### Stated problem
Continue the article on China's Muslim minorities, starting right after its last sentence.

### Supplied passage
——

China's Muslim minorities: Uprising from the ashes of history
According to the Chinese government, there are more than 20 million Muslims who live in all parts of the country.
Others say the number may even be higher.
Many Chinese towns have mosques. The call to prayer can be heard on Fridays from Beijing to Yunnan in the south, and especially in the oases of arid Xinjiang in the far northwest.
But there are subtle differences among the communities that follow Islam in China — cultural, linguistic and nationalist nuances that formed over centuries of an often-troubled history.
Muslims have lived in the Middle Kingdom from just after the death of the Prophet Muhammed in 632 AD. They came as traders and missionaries from Arab states, and later from Islamic Persia and Ottoman Turkey.
1st mosque built 1,400 years ago
Tang and Song Dynasty emperors, with an eye on the riches of the Muslim world, made them welcome and even built China's first mosque in what is today the city of Guangzhou.
Descendants of this group are contemporary China's largest Muslim group, known as Hui.
Centuries of co-existence have made many Hui people distinguishable from Han Chinese only by the practice of their faith. When decades of mandatory atheism under Mao Zedong ended in the late 1970s, many devout Hui flourished, reopening mosques and signing up for government-approved trips to Mecca.
The same wasn't true of the country's other large Muslim group, the Uighur people of Xinjiang.
Ethnically, Uighurs — pronounced wee-ghurs — are Central Asian, speakers of a language related to Turkish.
They look west to the Middle East, Turkey and Tashkent, not east to Beijing.
Like the Tibetans on their southern border, they remember when they inhabited a sovereign land and even conquered parts of past Chinese empires in battles centuries ago.
On the northern branch of the historic Silk Route between Mongol China and Rome, the Uighurs traded and travelled widely and forged a distinctive local approach to Islam.
Xinjiang named China's 'new frontier'
But the Chinese have long regarded the region as an integral part of their vast country.

——

### Data excerpt
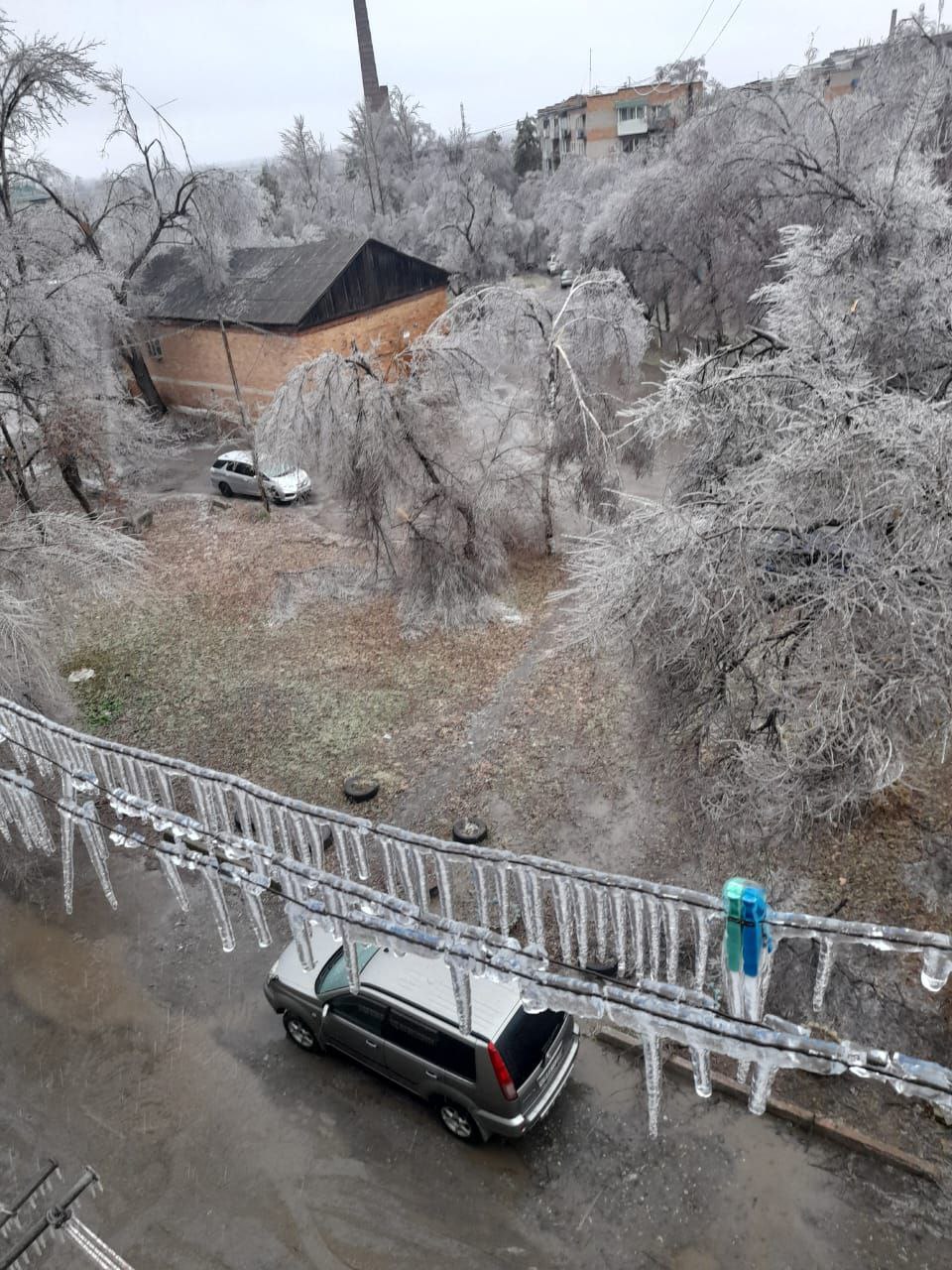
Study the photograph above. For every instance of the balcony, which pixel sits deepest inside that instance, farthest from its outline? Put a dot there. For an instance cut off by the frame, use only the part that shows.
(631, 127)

——

### Output below
Briefly, in the political chaos that engulfed China in the 1930s and early 1940s, the Uighurs declared independence under the name East Turkestan, but the victory of Mao's communists in 1949 brought them firmly back under Chinese rule.
Zealously atheist Maoists stamped out religious worship of all sorts, although Xinjiang's remoteness and cultural disconnect with Han-dominated China meant Islam survived more openly than elsewhere in the country.
But Uighur discontent with rule from Beijing intensified as the discovery of oil and mineral wealth brought migrants from all over China. The Chinese government encouraged migration with official campaigns with names like "Go West."
A surge in Han Chinese migrants
Today, there are almost as many Han Chinese as Uighur in Xinjiang.
In the 1990s, foreign media began reporting on Uighur grievances and human rights groups highlighted their cultural and religious concerns.
Lacking a charismatic leader like Tibet's Dalai Lama, the Muslims of Xinjiang found little interest in their plight in the west. China opposed Uighur activism as vigourously as its Tibetan version, restricting Islamic teachings and cracking down hard on community leaders and others who advocated sovereignty or civil rights.
The Sept. 11 attacks gave China an opportunity to press its case that Uighur Muslims and independence leaders were affiliated with international Islamist militancy.
The authorities stamped down hard on demonstrations and civil disobedience campaigns and gave frequent news conferences, saying they had stymied plans for terror campaigns.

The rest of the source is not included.